Copy all of the records below verbatim.

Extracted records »
******************************

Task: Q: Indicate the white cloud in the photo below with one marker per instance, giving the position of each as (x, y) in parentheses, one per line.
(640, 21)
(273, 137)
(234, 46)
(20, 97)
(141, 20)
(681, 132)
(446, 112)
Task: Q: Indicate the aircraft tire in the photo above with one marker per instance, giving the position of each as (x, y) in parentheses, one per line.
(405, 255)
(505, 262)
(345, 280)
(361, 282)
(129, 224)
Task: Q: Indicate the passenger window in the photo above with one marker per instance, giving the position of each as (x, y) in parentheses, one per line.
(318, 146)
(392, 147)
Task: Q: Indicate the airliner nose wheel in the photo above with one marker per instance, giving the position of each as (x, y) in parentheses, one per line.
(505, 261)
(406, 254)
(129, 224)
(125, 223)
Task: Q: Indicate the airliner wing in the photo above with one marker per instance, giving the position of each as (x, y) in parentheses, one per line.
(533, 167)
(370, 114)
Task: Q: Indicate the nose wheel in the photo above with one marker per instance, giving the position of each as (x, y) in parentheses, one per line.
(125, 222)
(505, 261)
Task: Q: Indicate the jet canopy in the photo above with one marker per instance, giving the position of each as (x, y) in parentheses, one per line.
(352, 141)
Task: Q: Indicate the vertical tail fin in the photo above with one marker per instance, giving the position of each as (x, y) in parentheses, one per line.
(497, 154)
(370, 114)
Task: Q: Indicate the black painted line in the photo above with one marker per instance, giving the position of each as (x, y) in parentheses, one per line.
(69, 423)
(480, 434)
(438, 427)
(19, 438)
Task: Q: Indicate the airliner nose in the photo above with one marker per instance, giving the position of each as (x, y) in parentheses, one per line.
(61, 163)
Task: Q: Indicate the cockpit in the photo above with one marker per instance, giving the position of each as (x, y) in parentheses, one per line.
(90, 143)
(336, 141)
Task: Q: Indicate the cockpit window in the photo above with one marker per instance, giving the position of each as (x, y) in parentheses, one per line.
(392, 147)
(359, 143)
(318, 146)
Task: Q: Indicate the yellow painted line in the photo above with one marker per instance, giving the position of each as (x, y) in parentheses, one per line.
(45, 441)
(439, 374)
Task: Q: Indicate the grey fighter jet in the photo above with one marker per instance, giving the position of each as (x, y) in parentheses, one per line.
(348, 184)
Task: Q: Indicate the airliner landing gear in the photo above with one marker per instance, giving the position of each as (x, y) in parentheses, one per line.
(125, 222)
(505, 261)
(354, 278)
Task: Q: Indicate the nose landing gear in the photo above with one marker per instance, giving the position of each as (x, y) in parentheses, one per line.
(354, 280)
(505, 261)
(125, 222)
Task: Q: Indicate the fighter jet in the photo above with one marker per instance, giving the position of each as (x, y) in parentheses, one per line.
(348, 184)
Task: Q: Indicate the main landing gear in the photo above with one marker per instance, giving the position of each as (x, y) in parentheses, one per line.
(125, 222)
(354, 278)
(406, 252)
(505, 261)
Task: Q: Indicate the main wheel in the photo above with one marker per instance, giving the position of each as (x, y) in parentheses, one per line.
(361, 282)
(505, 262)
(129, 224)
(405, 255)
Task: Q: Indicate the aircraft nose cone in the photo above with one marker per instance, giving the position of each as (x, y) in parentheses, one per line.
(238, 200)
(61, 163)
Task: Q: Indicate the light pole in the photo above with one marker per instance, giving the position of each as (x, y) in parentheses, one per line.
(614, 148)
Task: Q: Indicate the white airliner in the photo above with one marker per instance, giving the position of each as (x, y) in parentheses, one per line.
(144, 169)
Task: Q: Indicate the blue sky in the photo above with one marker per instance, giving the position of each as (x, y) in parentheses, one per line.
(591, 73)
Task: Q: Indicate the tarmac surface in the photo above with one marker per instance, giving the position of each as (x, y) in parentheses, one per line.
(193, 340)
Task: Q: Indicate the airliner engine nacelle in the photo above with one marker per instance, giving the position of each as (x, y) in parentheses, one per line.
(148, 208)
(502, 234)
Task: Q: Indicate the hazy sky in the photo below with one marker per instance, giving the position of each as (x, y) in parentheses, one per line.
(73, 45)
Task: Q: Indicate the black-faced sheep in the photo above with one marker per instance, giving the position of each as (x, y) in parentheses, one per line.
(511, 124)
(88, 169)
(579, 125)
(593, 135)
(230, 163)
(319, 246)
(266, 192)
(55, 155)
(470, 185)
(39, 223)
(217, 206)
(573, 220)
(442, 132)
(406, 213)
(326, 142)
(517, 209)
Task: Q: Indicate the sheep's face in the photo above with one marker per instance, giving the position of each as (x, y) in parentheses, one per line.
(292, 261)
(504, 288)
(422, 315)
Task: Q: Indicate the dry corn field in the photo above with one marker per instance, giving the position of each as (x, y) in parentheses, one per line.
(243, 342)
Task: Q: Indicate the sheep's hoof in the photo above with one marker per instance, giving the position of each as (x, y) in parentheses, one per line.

******************************

EXERCISE RESULT »
Task: Q: Indicate the white cloud in the photo below with one marker per instance, giving the position of each as (x, y) in parentheses, one per line.
(640, 21)
(273, 137)
(234, 46)
(20, 97)
(141, 20)
(681, 132)
(446, 112)
Task: Q: Indicate the aircraft tire in the photo above with one marker per instance, giving the position of each as (x, y) in parentheses, one per line.
(405, 255)
(505, 262)
(345, 280)
(361, 282)
(129, 224)
Task: Q: Indicate the passenger window in the photo above with one marker per instance, giving the position of each as (x, y) in parentheses, one per line.
(318, 146)
(392, 147)
Task: Q: Indicate the airliner nose wheel in the photo above with one marker per instance, giving the position of each as (x, y) in parentheses, one per line.
(505, 261)
(406, 254)
(129, 224)
(125, 223)
Task: Q: Indicate the airliner wing in the photo above with one marker per instance, giving the position of each as (x, y) in parentheses, one per line.
(533, 167)
(370, 114)
Task: Q: Indicate the nose wheel in the photo above with one marker per instance, giving the position of each as (x, y) in parentheses, one per line.
(125, 222)
(505, 261)
Task: Q: Indicate the jet canopy in the photo above with one marker per instance, giving the position of each as (x, y) in parentheses, one per line.
(352, 141)
Task: Q: Indicate the vertical tail fin in the photo above with one marker per instance, giving the position of each as (x, y) in parentheses, one per line.
(497, 154)
(370, 114)
Task: Q: Indicate the black painted line in the photo above with one marker per instance, giving the position of each as (x, y) in parentheses, one per line.
(69, 423)
(480, 434)
(438, 427)
(19, 438)
Task: Q: Indicate the airliner nose in the photo above with one marker per instance, giving the position of each as (x, y) in parentheses, one per line.
(61, 163)
Task: Q: Indicate the cockpit in the photo above with one marker per instance, giving the position of each as (x, y) in parentheses, one per line.
(90, 143)
(336, 141)
Task: Q: Indicate the cockpit window in the photo above with one marker per instance, giving the position of each as (x, y) in parentheses, one per line.
(392, 147)
(359, 143)
(318, 146)
Task: Q: Indicate the yellow painted line in the photo above with one marker per instance, giving the position of each as (x, y) in parentheses, one per line.
(45, 441)
(439, 374)
Task: Q: Indicate the grey fighter jet in the photo above with one marker per instance, giving the position of each as (x, y) in parentheses, one per line.
(348, 184)
Task: Q: Indicate the airliner landing gear in the photo above with one marker per instance, giving the position of each as (x, y) in parentheses, one per line.
(125, 222)
(505, 261)
(354, 278)
Task: Q: Indicate the nose landing gear in the photo above with one marker per instance, giving the position of each as (x, y) in parentheses, one per line.
(354, 280)
(505, 261)
(125, 222)
Task: Q: Indicate the fighter jet in the photo above with one marker per instance, giving the position of each as (x, y) in parentheses, one per line.
(348, 184)
Task: Q: Indicate the main landing gear in the photo above with one marker per instance, giving the position of each as (x, y) in parentheses, one per line.
(125, 222)
(354, 278)
(406, 252)
(505, 261)
Task: Q: Indicate the main wheel in the photo above with one marker per instance, giving the position of each as (x, y) in parentheses, one per line.
(361, 282)
(505, 262)
(129, 224)
(405, 255)
Task: Q: Indicate the aircraft nose cone in the photo above with one marker per instance, giving the position of each as (x, y) in parentheses, one per line.
(238, 200)
(61, 163)
Task: Q: Indicate the light pole in the photo above with one marker per instance, giving the position of each as (x, y) in parentheses, one per line.
(614, 148)
Task: Q: Indicate the white airliner in the photo above with one marker per instance, giving the position of each as (x, y) in parentheses, one per line.
(144, 169)
Task: Q: Indicate the blue sky in the photo above with one marker per instance, giving the position of each as (x, y) in parentheses, one per line.
(591, 73)
Task: Q: Indicate the tarmac surface in the photo above with one marker per instance, giving the position of each as (x, y) in parentheses, one per line.
(193, 340)
Task: Q: Indicate the airliner engine nacelle in the photo above with one marker per instance, giving the position of each as (x, y) in parentheses, one per line.
(148, 208)
(502, 234)
Task: Q: Indicate the hazy sky in the photo below with one marker per instance, giving the position of each as (x, y) in parentheses, one per line.
(73, 45)
Task: Q: Indicate the black-faced sheep in the photo above with one marker per instance, giving the position of each as (x, y) in parentheses, one per line.
(511, 124)
(88, 169)
(579, 125)
(593, 135)
(230, 163)
(319, 246)
(266, 192)
(55, 155)
(470, 185)
(39, 223)
(217, 206)
(573, 220)
(442, 132)
(406, 213)
(326, 142)
(517, 209)
Task: Q: Indicate the sheep's face in the photo above with one marker per instance, giving the position of each as (x, y) in parentheses, one per line.
(292, 261)
(504, 288)
(422, 315)
Task: Q: Indicate the dry corn field in the photo above with one marker per instance, giving the position of each as (x, y) in parentheses, one per line.
(243, 342)
Task: Q: Indicate the sheep's hoof in the photo above with one marker per instance, giving the position of each as (x, y) in parentheses, one per line.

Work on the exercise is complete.